Only the lines from the one with "pair like [670,37]." onward are wanted, through the last line of the entries, set down exactly.
## start Data in this exercise
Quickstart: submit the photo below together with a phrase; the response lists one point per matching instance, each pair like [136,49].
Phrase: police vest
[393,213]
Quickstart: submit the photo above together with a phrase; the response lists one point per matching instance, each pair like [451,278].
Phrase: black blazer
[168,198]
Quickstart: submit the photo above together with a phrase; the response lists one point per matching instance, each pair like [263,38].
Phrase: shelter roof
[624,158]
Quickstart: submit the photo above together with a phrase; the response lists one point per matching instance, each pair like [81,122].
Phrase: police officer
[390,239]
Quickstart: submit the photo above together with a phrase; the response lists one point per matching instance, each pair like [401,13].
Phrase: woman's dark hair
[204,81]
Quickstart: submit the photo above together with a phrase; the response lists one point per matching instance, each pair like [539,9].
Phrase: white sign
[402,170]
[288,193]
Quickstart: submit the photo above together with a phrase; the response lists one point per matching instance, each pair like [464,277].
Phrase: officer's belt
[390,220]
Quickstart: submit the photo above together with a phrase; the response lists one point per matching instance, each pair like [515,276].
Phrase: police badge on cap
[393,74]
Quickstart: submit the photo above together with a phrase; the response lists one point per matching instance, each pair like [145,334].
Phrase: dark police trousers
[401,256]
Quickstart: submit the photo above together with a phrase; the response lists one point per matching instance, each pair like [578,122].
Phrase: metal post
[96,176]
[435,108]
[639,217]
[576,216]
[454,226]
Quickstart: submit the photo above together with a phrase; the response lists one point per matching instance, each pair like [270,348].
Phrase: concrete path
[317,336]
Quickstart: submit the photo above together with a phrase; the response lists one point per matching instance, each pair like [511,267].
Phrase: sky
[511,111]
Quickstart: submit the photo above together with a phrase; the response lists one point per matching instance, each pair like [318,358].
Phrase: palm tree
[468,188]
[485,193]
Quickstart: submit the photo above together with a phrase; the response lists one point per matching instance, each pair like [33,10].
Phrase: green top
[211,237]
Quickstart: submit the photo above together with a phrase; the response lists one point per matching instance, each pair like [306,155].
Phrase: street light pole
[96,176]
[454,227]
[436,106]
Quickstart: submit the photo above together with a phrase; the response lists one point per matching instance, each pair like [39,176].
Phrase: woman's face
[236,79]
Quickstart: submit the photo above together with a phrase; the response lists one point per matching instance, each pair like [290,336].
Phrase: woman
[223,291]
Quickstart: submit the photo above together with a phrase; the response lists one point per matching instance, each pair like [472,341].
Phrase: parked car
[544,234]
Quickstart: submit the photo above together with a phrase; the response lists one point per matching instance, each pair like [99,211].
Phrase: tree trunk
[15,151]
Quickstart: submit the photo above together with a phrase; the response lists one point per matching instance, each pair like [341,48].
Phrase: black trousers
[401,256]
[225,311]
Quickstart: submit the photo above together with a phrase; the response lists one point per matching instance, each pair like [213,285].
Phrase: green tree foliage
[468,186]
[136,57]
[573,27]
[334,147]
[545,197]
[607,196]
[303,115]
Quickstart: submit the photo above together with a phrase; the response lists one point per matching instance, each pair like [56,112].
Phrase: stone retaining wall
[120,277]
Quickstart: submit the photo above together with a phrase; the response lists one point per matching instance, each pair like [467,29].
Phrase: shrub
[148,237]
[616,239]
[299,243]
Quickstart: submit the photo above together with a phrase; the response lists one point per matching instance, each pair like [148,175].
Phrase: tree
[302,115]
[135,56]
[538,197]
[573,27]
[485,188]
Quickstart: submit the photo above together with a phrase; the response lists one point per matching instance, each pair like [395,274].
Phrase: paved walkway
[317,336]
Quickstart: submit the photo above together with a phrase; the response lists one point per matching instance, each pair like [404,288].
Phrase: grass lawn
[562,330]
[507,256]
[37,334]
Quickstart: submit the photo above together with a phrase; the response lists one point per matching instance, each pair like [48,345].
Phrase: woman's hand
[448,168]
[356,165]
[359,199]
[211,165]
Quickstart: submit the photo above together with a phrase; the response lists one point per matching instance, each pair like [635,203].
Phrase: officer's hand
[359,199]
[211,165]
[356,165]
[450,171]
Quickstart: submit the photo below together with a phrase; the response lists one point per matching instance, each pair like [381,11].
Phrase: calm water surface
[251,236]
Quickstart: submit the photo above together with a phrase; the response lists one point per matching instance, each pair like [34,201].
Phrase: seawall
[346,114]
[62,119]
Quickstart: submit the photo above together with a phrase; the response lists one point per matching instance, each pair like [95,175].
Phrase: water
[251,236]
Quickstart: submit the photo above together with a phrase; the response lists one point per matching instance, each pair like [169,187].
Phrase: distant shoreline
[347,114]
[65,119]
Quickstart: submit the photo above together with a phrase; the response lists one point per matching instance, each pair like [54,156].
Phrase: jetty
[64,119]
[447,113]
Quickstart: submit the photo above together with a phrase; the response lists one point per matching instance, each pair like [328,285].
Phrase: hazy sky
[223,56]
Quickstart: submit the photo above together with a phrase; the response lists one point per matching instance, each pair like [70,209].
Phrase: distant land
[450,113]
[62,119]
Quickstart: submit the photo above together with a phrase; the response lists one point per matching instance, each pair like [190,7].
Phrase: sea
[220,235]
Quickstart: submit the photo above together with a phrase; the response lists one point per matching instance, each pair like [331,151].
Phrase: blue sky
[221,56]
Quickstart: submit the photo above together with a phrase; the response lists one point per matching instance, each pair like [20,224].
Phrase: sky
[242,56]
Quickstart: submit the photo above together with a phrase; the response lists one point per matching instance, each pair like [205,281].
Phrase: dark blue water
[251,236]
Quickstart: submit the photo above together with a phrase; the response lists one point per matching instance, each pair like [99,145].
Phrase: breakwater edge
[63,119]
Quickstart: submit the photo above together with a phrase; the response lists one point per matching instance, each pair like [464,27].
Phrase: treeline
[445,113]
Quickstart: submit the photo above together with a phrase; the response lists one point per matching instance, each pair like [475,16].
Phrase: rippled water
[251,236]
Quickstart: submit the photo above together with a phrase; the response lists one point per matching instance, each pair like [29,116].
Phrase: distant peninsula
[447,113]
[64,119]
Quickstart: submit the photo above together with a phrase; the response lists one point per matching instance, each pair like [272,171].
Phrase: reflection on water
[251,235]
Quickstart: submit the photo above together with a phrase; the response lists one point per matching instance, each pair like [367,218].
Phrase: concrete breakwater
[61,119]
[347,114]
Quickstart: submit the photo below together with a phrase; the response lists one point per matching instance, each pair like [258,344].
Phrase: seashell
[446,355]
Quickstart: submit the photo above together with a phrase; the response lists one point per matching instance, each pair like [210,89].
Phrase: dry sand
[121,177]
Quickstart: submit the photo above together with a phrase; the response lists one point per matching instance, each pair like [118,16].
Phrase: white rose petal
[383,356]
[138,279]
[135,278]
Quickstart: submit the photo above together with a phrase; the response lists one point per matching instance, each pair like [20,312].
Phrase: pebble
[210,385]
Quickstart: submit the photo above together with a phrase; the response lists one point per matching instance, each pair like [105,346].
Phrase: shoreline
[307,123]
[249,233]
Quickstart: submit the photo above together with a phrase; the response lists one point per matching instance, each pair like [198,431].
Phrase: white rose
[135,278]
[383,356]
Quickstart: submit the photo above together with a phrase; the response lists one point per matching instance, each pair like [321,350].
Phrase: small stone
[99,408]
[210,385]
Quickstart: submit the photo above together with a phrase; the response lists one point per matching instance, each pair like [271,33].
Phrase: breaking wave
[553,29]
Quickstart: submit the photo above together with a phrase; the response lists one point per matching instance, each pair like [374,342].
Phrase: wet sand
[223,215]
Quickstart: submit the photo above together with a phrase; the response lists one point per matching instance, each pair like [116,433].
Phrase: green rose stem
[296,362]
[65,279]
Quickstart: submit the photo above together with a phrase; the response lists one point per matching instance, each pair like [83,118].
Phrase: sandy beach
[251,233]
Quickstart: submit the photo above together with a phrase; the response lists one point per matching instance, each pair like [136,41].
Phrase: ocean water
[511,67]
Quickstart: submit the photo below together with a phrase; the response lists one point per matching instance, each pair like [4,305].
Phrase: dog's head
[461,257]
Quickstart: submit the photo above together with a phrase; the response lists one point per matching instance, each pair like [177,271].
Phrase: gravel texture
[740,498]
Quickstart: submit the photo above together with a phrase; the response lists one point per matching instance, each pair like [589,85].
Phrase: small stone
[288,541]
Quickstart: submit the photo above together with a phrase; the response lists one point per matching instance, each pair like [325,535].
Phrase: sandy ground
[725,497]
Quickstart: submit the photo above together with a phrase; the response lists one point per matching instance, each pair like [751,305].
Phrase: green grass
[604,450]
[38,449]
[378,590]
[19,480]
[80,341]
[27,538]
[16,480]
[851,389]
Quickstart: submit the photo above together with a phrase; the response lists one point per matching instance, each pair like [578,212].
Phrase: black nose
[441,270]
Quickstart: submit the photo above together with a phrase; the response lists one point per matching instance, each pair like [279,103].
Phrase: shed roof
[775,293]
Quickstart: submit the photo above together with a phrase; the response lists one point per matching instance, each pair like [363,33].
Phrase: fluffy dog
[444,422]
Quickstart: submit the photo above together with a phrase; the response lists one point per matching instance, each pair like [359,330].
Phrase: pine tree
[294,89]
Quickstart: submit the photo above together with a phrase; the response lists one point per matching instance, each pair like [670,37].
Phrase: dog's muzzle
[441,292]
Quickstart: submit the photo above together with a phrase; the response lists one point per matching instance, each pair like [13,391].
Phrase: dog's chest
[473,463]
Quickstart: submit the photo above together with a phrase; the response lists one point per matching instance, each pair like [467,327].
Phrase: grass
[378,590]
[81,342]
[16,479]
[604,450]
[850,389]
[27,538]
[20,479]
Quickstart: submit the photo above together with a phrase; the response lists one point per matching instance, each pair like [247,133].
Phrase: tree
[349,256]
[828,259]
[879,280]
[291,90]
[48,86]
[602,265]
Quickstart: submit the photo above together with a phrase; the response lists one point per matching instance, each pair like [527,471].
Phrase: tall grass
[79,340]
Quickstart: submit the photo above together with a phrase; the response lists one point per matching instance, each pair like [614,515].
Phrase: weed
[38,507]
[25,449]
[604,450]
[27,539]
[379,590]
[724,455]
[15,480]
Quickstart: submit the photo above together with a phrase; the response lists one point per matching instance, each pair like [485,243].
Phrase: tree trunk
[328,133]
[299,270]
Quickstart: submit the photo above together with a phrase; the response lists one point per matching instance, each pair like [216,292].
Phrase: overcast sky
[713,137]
## end Data in this exercise
◆ **Response for this exercise**
Quickstart: submit the photo above together with a phrase; the response lists one point per matching instance, each pair like [670,37].
Phrase: dog's muzzle
[441,292]
Quickstart: submit the photo above together with a phrase; the response lists one point per matching instance, each pair like [13,391].
Phrase: dog's chest
[473,463]
Quickstart: submit the photo above together with a phrase; the response lists one point per matching instance, each pair like [467,327].
Phrase: grass
[378,590]
[81,342]
[16,479]
[604,450]
[850,389]
[27,538]
[20,479]
Quickstart: submit the photo above together with a phrase; the response lists one point per matching instance, each pair like [247,133].
Phrase: tree
[349,256]
[828,259]
[879,280]
[291,90]
[48,86]
[602,265]
Quickstart: submit the photo above together with a phrase; the response lists one point per matching instance, each pair like [527,471].
Phrase: tall grass
[79,340]
Quickstart: submit the photo above together with a phrase; the response lists one point per matching instance, each pair like [614,515].
Phrase: weed
[38,507]
[25,449]
[604,450]
[27,539]
[379,590]
[724,455]
[15,480]
Quickstart: submit the photo above together with a phrase; the response lists one point per matching instance, each pair like [485,243].
Phrase: tree trunk
[328,133]
[299,270]
Quickstart: submit the photo above together with a phrase; the response lists one point per matching instance, each pair like [216,292].
Phrase: overcast sky
[713,137]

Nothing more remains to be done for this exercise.